Point labeling dataset excerpts:
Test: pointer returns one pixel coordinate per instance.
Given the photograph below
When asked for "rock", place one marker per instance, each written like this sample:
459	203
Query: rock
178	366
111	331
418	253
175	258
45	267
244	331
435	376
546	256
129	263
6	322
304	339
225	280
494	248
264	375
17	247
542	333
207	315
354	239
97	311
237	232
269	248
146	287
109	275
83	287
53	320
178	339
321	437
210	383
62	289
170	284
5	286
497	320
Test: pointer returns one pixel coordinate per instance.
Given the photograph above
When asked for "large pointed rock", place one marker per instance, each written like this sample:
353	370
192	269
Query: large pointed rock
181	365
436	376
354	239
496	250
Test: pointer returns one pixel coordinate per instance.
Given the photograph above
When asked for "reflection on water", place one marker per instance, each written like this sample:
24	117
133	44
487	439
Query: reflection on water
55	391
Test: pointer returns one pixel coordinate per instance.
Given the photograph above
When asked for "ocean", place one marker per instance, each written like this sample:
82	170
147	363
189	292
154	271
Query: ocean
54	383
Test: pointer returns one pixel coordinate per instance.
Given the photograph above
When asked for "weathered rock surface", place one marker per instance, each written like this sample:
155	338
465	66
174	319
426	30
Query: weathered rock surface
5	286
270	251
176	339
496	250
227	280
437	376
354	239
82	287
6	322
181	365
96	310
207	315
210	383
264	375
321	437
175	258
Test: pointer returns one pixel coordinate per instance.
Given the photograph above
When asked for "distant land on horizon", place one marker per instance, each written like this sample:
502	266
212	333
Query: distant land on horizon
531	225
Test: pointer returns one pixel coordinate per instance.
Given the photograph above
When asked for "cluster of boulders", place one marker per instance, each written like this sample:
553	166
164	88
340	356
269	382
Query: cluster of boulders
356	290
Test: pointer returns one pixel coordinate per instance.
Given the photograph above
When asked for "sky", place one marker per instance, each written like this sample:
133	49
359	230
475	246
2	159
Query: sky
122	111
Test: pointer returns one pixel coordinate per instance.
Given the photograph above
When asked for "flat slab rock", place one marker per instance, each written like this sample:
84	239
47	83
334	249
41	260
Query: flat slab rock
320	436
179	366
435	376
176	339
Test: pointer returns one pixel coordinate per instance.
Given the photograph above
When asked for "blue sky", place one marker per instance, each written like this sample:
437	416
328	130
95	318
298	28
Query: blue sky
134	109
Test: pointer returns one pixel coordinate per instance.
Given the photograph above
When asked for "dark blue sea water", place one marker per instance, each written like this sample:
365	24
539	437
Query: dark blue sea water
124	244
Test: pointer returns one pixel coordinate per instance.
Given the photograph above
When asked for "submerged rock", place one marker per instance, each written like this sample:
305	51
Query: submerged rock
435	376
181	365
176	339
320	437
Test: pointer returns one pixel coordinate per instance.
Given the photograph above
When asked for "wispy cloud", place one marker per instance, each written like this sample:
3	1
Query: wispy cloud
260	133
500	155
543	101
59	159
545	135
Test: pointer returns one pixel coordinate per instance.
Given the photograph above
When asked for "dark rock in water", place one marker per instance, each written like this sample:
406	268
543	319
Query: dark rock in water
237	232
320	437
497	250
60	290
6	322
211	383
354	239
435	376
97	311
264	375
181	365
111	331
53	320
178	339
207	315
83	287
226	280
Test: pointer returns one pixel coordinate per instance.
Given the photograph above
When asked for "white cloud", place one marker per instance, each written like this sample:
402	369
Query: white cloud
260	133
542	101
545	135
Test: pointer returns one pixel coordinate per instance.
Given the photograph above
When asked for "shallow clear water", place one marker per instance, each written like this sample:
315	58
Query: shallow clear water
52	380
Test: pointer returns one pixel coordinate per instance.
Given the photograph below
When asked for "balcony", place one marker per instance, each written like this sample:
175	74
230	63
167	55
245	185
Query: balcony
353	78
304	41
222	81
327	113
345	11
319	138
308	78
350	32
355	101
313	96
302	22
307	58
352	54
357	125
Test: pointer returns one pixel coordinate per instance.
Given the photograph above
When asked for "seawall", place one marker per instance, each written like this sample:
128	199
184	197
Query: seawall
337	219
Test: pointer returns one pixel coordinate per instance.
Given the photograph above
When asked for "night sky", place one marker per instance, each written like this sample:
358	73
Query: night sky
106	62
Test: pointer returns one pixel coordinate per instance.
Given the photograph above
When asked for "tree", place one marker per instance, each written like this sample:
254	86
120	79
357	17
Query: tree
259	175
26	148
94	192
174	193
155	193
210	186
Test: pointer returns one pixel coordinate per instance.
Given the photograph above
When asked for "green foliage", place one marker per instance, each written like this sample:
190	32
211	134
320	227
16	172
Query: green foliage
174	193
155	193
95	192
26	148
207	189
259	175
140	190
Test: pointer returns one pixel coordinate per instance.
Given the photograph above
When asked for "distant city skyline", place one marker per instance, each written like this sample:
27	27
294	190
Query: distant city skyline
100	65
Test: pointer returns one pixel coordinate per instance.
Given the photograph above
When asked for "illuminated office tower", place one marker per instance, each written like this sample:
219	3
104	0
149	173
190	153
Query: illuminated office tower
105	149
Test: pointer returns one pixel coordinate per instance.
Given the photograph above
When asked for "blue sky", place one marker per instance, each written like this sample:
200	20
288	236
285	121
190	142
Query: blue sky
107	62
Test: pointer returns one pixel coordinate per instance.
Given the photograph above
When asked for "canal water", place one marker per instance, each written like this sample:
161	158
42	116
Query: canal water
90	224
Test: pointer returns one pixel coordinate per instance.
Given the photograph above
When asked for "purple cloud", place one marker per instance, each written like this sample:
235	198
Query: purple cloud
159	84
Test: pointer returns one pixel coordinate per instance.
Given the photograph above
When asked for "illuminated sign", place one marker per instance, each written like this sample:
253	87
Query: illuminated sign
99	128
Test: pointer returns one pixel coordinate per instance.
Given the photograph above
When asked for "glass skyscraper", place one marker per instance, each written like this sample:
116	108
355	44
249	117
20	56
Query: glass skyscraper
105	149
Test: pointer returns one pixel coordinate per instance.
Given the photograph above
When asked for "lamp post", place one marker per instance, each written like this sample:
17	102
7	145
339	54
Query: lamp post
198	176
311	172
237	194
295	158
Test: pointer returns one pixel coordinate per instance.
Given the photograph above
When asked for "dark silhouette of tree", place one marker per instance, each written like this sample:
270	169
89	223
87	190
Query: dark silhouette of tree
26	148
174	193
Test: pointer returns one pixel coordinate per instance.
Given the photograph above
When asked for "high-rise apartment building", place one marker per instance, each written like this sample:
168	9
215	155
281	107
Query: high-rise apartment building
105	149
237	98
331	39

→ **Task description**: Restate each record exactly as written.

→ **Result of the task**:
Test: pointer returns one pixel coordinate per instance.
Given the photograph below
When asked for "rock", place one marker per instance, each written like this sample:
459	203
Query: rock
178	366
111	331
418	253
175	258
45	267
244	331
435	376
546	256
129	263
6	322
304	339
225	280
494	248
264	375
17	247
542	333
207	315
354	239
97	311
237	232
269	248
146	287
109	275
83	287
53	320
178	339
321	437
210	383
62	289
170	284
5	286
497	320
Test: pointer returns one pixel coordinate per instance.
Given the photograph above
When asked for "large pointed rock", place one marker per instance, each written like this sample:
353	370
192	269
Query: large pointed rock
181	365
436	376
354	239
496	250
Test: pointer returns one pixel coordinate per instance.
Given the photograph above
When asked for "reflection on water", place one marker per instance, each written like this sample:
24	117
133	44
487	439
Query: reflection on water
55	391
Test: pointer returns one pixel coordinate per instance.
Given the photograph above
When asked for "ocean", place one marker per instance, each written like this sample:
82	170
147	363
189	292
154	271
Query: ocean
54	383
Test: pointer returns one pixel coordinate per instance.
Given the photograph above
When asked for "weathered rock surface", place one marker per instance, each written like this sample:
155	338
465	66
174	319
426	30
Query: weathered rock surface
5	286
270	251
176	339
496	250
227	280
437	376
354	239
82	287
6	322
181	365
96	310
207	315
210	383
264	375
321	437
175	258
Test: pointer returns one pixel coordinate per instance.
Given the photograph above
When asked for "distant land on horizon", place one marker per instance, each written like this sample:
502	266
212	333
Query: distant land on horizon
531	225
Test: pointer returns one pixel coordinate per instance.
Given the photograph above
When asked for "cluster of boulders", place one marker per instance, each written like this sample:
553	166
164	88
340	356
269	382
Query: cluster of boulders
356	290
Test: pointer returns one pixel coordinate per instance.
Given the photograph above
When asked for "sky", place one marker per instance, each written like this sample:
133	49
359	230
475	246
2	159
Query: sky
122	111
Test: pointer returns one pixel coordinate per instance.
Given the photograph above
When asked for "flat slab rock", place one marker per instance, each written like this sample:
84	239
47	83
334	249
41	260
Query: flat slab rock
320	436
179	366
435	376
176	339
Test: pointer returns one pixel coordinate per instance.
Given the photograph above
When asked for "blue sky", place one marker per instance, each written like this sample:
437	416
328	130
95	318
298	28
Query: blue sky
134	109
Test: pointer returns one pixel coordinate per instance.
Given the photograph above
When asked for "dark blue sea water", place one marker per instance, each written like this sample:
365	24
539	437
Query: dark blue sea water
124	244
Test: pointer returns one pixel coordinate per instance.
Given the photograph above
When asked for "submerged rock", place one marker per instance, each written like this sample:
305	51
Query: submerged rock
435	376
181	365
176	339
320	437
Test: pointer returns one pixel coordinate per instance.
Given the photograph above
When asked for "wispy cloud", place one marker per instance, each written like this sample:
3	1
Query: wispy cloud
260	133
500	155
543	101
59	159
545	135
Test: pointer returns one pixel coordinate per instance.
Given the photograph above
When asked for "dark rock in water", place one marker per instance, each written like this sample:
406	268
543	319
Query: dark rock in water
237	232
320	437
497	250
60	290
6	322
211	383
354	239
435	376
97	311
264	375
181	365
111	331
53	320
178	339
207	315
83	287
226	280
Test: pointer returns one pixel coordinate per instance.
Given the photograph above
When asked for "white cloud", place one marker per instance, each written like this sample:
402	369
Query: white cloud
260	133
542	101
545	135
Test: pointer returns one pixel coordinate per instance.
Given the photograph above
When asked for "shallow clear water", place one marker per instance, each written like this sample:
315	58
Query: shallow clear water
52	380
Test: pointer returns one pixel coordinate per instance.
Given the photograph below
When asked for "balcony", place one marker per instance, each written like this sample:
175	74
230	63
167	55
245	185
Query: balcony
353	78
304	41
222	81
327	113
345	11
319	138
308	78
350	32
355	101
313	96
302	22
307	58
352	54
357	125
Test: pointer returns one pixel coordinate per instance.
Given the photograph above
When asked for "seawall", place one marker per instance, each written like this sample:
128	199
184	197
Query: seawall
337	219
Test: pointer returns one pixel coordinate per instance.
Given the photograph above
When asked for "night sky", place one marker per instance, each written like this sample:
358	73
Query: night sky
106	62
Test: pointer returns one pixel coordinate per instance.
Given the photograph above
When asked for "tree", place one marker per instance, each written like this sample:
254	86
120	79
357	17
Query: tree
259	175
26	148
94	192
174	193
155	193
210	186
Test: pointer returns one pixel coordinate per instance.
Given the photograph above
When asked for "green foliage", place one marker per instance, each written like this sample:
190	32
211	134
320	227
16	172
Query: green foliage
174	193
155	193
95	192
26	148
207	189
259	175
140	190
Test: pointer returns one pixel coordinate per instance.
Given the photograph above
When asked for "distant city skyline", place one marker per instance, each written like this sample:
27	27
294	190
Query: distant city skyline
100	65
Test: pointer returns one pixel coordinate per instance.
Given the photograph above
When asked for "illuminated office tower", place one marker per instance, each written like this sample:
219	3
104	0
149	173
190	153
Query: illuminated office tower
105	149
Test: pointer returns one pixel coordinate per instance.
Given the photograph above
When asked for "blue sky", place one marker per instance, each written like this sample:
200	20
288	236
285	121
190	142
Query: blue sky
107	62
Test: pointer returns one pixel coordinate per instance.
Given the photograph above
When asked for "canal water", place one marker per instance, each written like this sample:
161	158
42	116
Query: canal water
90	224
Test: pointer returns one pixel coordinate per instance.
Given the photograph above
When asked for "purple cloud", place one marker per instance, each written like this sample:
235	198
Query: purple cloud
159	84
Test: pointer returns one pixel coordinate per instance.
Given the photograph above
When asked for "illuminated sign", place one marker per instance, each written like this sample:
253	87
Query: illuminated sign
99	128
Test: pointer returns one pixel coordinate per instance.
Given the photograph above
When asked for "glass skyscraper", place one marker per instance, each written like this sample:
116	108
355	44
249	117
20	56
Query: glass skyscraper
105	149
Test: pointer returns one pixel coordinate per instance.
Given the photograph above
When asked for "lamp post", place one marker per instance, each written like this sample:
17	102
7	145
339	54
Query: lamp post
198	176
311	172
237	194
295	158
Test: pointer returns one pixel coordinate per instance.
Given the photograph above
When asked for "dark silhouette of tree", place one marker per instance, each written like this sample:
270	169
89	223
87	190
Query: dark silhouette of tree
26	148
174	193
Test: pointer returns one pixel coordinate per instance.
Given the photograph above
When asked for "high-rise apartment building", place one marker per instance, each written like this sample:
168	9
215	155
281	107
Query: high-rise apartment building
105	149
237	98
331	39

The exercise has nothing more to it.